• **TRAVAIL DEMANDÉ**
Renvoyez à l'identique le passage du témoignage sur la Syrie qui va de « Les bandes armées » à « et manifestement torturés. ».

• **DOCUMENT**
────────────────────
DESOBEISSANCE CIVILE | vendredi 20 janvier 2012 | par Nadia Khost
Syrie: témoignage d'une femme de lettre
Résister aux milices armées soutenues par l’étranger est une question de survie pour le peuple syrien
par Nadia Khost
Victime
de milices islamistes violentes qui terrorisent les gens, la
population syrienne craint ces opposants armés qui sèment la peur et le
chaos. L’écrivaine syrienne Nadia Khost — auteur de nombreux ouvrages
d’essais et de nouvelles portant sur l’histoire, l’architecture, la
conservation et la protection du patrimoine de la Civilisation Arabe —
vit à Damas. Ce qu’elle nous dit ici, sur ce qui se passe véritablement
en Syrie, doit être pris très au sérieux. Son témoignage ne correspond
en rien à la version des faits qui nous est rapportée par de prétendus
« grands reporters » français.
Les bandes armées sévissent là où
elles peuvent… Les observateurs écoutent les témoignages des blessés,
entendent les pleurs des enfants réclamant leurs pères kidnappés,
constatent les blessures portées post mortem, notent les identités, les récits, les lieux, les horaires…
Pendant ce temps, les
télévisions syriennes filment à distance et restituent des images
d’horreurs, de massacres, que les Syriens ne pouvaient imaginer se
produire sur leur sol. Des images qu’ils n’ont jamais connues au cours
de leur histoire contemporaine : cadavres mutilés, membres coupés,
cœurs arrachés, corps brûlés et manifestement torturés.
Ainsi, le 8 janvier, nous avons
tous partagé le malheur et la tristesse d’un groupe d’habitants de la
ville de Homs à peine éclairés par les bougies encore allumées et qui,
en pleine veillée funèbre en hommage à leurs victimes, se sont vus
attaqués par des bandes armées faisant sur leur passage de nouvelles
victimes…des morts et des blessés. Toujours à Homs, le 10 janvier nous
avons déploré un ingénieur assassiné, son collègue blessé, un enseignant
kidnappé. Finalement, ces bandes assassines en sont arrivées à
interdire la fréquentation des établissements scolaires dont environ un
millier de bâtiments sont désormais en ruines !
Par conséquent, le problème
actuel en Syrie n’a rien à voir avec ce qu’affirment les médias
occidentaux ; à savoir, un conflit entre une opposition politique qui
demande des réformes et un gouvernement qui les refuse. Le problème en
Syrie est celui de bandes armées et de groupes de criminels qui sèment
le chaos en s’attaquant à une société habituée depuis des décennies à
vivre en sécurité. Lorsqu’une infirmière déclare aux observateurs
envoyés par la Ligue arabe : « Alors qu’avant nous
rentrions chez nous à une heure du matin en toute confiance, à présent
nous n’osons plus sortir à la tombée de la nuit », elle résume une réalité inédite en Syrie.
────────────────────
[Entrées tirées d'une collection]
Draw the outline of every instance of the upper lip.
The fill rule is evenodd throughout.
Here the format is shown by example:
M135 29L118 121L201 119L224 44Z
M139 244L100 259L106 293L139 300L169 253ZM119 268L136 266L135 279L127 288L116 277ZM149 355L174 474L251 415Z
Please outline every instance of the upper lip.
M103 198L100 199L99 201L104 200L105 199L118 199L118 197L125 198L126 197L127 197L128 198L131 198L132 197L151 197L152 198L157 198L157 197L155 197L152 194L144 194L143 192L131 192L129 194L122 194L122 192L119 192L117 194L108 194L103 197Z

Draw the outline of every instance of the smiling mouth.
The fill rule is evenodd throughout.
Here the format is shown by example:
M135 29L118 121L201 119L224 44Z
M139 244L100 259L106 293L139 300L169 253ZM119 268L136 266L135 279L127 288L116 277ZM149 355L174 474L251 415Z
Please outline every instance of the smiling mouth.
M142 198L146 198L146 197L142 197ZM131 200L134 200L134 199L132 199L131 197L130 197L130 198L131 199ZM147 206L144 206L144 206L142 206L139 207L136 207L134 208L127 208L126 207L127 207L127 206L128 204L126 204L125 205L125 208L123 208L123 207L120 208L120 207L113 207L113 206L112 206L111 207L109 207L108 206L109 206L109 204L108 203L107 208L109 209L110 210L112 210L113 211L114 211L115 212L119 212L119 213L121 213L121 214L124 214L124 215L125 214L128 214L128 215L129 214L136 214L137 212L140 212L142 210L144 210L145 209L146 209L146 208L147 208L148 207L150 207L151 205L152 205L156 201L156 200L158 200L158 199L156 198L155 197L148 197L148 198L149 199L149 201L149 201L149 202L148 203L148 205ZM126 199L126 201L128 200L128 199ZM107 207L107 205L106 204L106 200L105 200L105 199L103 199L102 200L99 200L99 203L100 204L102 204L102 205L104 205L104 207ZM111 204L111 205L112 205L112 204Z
────────────────────
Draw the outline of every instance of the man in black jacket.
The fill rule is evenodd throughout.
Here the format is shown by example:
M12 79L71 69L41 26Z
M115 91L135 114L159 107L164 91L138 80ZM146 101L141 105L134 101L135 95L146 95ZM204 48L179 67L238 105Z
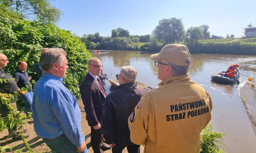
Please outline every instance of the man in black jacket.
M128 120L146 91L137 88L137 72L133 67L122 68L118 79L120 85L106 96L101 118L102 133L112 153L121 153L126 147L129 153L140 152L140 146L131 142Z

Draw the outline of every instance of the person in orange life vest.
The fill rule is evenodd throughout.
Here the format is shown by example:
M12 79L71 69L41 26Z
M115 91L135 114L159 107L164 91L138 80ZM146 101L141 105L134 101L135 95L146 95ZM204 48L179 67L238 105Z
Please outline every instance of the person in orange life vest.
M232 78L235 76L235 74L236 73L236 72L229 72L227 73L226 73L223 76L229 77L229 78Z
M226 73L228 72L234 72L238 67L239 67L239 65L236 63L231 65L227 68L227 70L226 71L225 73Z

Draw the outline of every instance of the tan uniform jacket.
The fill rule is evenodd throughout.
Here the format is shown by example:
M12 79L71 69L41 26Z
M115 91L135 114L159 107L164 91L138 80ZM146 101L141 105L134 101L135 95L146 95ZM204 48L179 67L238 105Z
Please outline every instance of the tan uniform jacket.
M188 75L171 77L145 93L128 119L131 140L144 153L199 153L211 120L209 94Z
────────────────────
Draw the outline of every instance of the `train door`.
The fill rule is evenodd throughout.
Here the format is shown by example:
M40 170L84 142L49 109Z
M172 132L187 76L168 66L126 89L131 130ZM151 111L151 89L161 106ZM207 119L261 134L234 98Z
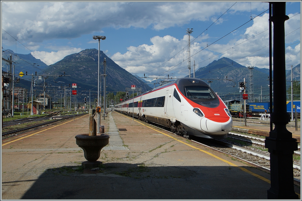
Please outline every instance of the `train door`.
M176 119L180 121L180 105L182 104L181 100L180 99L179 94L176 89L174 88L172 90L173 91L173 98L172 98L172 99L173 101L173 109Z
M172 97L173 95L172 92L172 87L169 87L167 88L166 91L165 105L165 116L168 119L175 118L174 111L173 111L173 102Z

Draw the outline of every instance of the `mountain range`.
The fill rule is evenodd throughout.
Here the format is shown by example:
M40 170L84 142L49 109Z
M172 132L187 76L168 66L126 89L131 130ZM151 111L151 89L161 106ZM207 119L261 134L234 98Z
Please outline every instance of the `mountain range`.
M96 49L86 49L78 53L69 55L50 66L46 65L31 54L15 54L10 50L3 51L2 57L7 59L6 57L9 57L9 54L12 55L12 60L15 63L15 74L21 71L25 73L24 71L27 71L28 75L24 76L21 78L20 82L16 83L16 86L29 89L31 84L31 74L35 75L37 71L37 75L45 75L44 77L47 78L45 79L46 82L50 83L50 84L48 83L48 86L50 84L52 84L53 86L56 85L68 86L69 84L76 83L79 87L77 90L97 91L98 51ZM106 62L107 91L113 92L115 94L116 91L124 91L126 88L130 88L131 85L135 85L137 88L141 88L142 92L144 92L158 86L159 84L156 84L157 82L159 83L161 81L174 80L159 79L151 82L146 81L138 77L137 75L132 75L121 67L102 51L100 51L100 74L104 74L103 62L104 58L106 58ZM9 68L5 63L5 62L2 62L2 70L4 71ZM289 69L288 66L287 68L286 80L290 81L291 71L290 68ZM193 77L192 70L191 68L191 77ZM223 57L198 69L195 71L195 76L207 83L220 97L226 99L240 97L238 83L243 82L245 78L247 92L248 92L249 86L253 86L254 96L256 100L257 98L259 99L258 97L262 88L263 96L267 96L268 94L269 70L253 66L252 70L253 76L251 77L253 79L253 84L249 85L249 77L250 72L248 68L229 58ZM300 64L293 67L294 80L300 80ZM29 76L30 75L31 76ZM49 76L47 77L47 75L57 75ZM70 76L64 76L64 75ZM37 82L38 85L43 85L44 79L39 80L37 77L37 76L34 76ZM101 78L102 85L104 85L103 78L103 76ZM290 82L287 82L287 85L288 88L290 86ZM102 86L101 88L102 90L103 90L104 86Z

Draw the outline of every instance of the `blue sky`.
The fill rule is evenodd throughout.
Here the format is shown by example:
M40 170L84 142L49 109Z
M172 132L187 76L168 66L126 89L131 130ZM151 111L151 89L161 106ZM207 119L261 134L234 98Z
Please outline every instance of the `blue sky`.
────────────────────
• **RÉSULTAT OBTENU**
Les bandes armées sévissent là où
elles peuvent… Les observateurs écoutent les témoignages des blessés,
entendent les pleurs des enfants réclamant leurs pères kidnappés,
constatent les blessures portées post mortem, notent les identités, les récits, les lieux, les horaires…
Pendant ce temps, les
télévisions syriennes filment à distance et restituent des images
d’horreurs, de massacres, que les Syriens ne pouvaient imaginer se
produire sur leur sol. Des images qu’ils n’ont jamais connues au cours
de leur histoire contemporaine : cadavres mutilés, membres coupés,
cœurs arrachés, corps brûlés et manifestement torturés.